* _Written exercise_: Copy the listing below line for line, without changing anything.

···

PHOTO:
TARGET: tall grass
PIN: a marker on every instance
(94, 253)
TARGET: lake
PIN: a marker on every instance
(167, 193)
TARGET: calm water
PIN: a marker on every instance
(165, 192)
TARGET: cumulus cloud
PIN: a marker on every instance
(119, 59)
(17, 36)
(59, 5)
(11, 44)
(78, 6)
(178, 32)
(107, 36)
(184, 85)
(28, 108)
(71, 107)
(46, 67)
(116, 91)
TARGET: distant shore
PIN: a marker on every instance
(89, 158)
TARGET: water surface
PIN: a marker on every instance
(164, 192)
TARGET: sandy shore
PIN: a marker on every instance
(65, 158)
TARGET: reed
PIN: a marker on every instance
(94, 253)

···

* _The completed task_:
PHOTO:
TARGET: tall grass
PIN: a marker on every instance
(94, 253)
TARGET: lake
PIN: a marker on every instance
(167, 193)
TARGET: calm water
PIN: a marker on every instance
(165, 192)
TARGET: cumulus cloud
PIN: a marker on every instance
(119, 59)
(17, 36)
(59, 5)
(11, 44)
(78, 6)
(178, 32)
(107, 36)
(184, 85)
(28, 108)
(71, 107)
(46, 67)
(116, 91)
TARGET: distant shore
PIN: a marker on every instance
(89, 158)
TARGET: water surface
PIN: a marker on every instance
(164, 192)
TARGET: sandy shore
PIN: a marker on every instance
(65, 158)
TARGET: reed
PIN: a marker on every instance
(94, 253)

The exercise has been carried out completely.